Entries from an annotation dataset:
____________

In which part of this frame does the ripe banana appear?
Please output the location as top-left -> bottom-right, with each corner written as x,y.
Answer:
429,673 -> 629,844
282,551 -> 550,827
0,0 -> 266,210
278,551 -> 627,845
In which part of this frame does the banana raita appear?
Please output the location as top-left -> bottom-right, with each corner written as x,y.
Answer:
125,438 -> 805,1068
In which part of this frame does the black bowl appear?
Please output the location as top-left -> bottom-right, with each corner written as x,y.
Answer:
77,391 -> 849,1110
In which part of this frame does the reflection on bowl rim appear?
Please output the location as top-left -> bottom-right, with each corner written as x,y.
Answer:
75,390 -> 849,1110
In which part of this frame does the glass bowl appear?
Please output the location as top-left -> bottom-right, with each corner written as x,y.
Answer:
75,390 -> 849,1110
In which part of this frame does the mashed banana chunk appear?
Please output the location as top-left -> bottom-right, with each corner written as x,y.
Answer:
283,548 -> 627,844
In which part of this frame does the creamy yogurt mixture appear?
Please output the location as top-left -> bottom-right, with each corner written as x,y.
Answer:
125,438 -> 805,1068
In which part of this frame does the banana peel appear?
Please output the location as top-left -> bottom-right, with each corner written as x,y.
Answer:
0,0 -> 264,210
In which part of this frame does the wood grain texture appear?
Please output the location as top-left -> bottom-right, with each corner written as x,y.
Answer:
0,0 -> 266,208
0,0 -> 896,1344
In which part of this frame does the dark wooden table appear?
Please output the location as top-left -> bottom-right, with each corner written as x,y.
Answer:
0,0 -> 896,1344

____________

**Prompt**
Retype the records word for word, beginning with the line that contains "In which part of this frame does the reflection" and ending with the final line of the records.

**Task solution**
In which part of this frame does the reflection on bowl rim appear?
Please output the location as top-left -> bottom-right, with each corner written as x,y.
Answer:
75,390 -> 849,1110
In which part of this frame does the glass bowl appear?
Please output the location as top-left -> bottom-right, with each corner written as x,y.
Answer:
75,390 -> 849,1110
In which part of this frame does the mashed banana chunk appear?
Please output the location as top-left -> bottom-right, with each corner written as x,y.
Answer:
283,548 -> 627,844
In which part of this frame does the creamy yogurt mixture appear?
Please output the location as top-left -> bottom-right, with each corner written as x,y.
Answer:
125,438 -> 805,1068
In which part of this frame does the banana peel appear?
Please output the location as top-left -> bottom-right, with each corner written as x,y.
Answer:
0,0 -> 264,210
In which part of this frame does the wood grain texture appear?
Please output the location as top-left -> bottom-right, with each corner written as x,y.
Answer:
0,0 -> 266,208
0,0 -> 896,1344
In which part of this frame does the dark wooden table appear?
Please output the location as top-left -> bottom-right, with each corner written as x,y.
Answer:
0,0 -> 896,1344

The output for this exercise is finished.